### Exercise instructions
Retype the part of the Condor mailing-list thread below word for word, starting at "On Nov 18, 2010, at" and ending at "1600 available slots.".

### Source
It's at least good to know that our hardware should be capable of supporting the Condor pool. We can focus our efforts in the right places now.

    Craig

On Nov 18, 2010, at 11:18 AM, Matthew Farrellee wrote:

> On 11/18/2010 11:47 AM, Dan Bradley wrote:
>> 
>> 
>> On 11/18/10 6:47 AM, Matthew Farrellee wrote:
>>> On 11/12/2010 11:02 AM, Craig A. Struble, Ph.D. wrote:
>>>> At Marquette, our Condor pools have been growing and we seem to be at
>>>> a tipping point in terms of performance. We have recently configured
>>>> the job router on our primary cluster to route jobs to our other
>>>> pools across campus using Condor-C (flocking isn't really an option),
>>>> giving us over 1600 available slots.
>>>> 
>>>> Our current Condor 7.4.4 setup has the collector, negotiator, job
>>>> router and schedd all running on the head node (an 8 core machine
>>>> with 24 GB of RAM, 2 x 1 Gbs networks, 1 x 20Gbs Infiniband). When we
>>>> launch a few thousand jobs capable of being routed, the system is
>>>> fine for a while, but eventually the schedd becomes unresponsive and
>>>> the overall head node load skyrockets due to the number of running
>>>> shadow daemons.
>>>> 
>>>> Should we consider partitioning our Condor daemons onto different
>>>> nodes? What partitioning works best? Would a second schedd, to handle
>>>> the routed jobs, be helpful? What have others done and what seems to
>>>> work well?
>>>> 
>>>> Thanks.
>>>> 
>>>> Craig -- Craig A. Struble, Ph.D. | Marquette University Associate
>>>> Professor of Computer Science | 369 Cudahy Hall (414)288-3783 |
>>>> (414)288-5472 (fax) http://www.mscs.mu.edu/~cstruble |
>>>> craig.struble@xxxxxxxxxxxxx
>>> 
>>> That hardware should be able to handle the number of slots you're
>>> talking about. The only question may be how the job router is performing.

### Recorded information
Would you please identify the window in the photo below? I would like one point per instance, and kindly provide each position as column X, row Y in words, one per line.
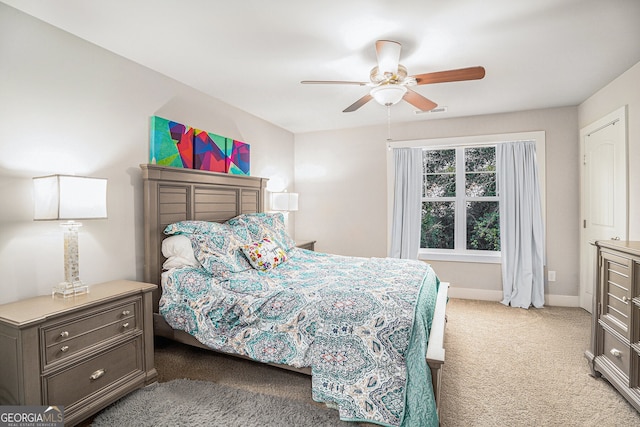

### The answer
On Nov 18, 2010, at 11:18 AM, Matthew Farrellee wrote:

> On 11/18/2010 11:47 AM, Dan Bradley wrote:
>> 
>> 
>> On 11/18/10 6:47 AM, Matthew Farrellee wrote:
>>> On 11/12/2010 11:02 AM, Craig A. Struble, Ph.D. wrote:
>>>> At Marquette, our Condor pools have been growing and we seem to be at
>>>> a tipping point in terms of performance. We have recently configured
>>>> the job router on our primary cluster to route jobs to our other
>>>> pools across campus using Condor-C (flocking isn't really an option),
>>>> giving us over 1600 available slots.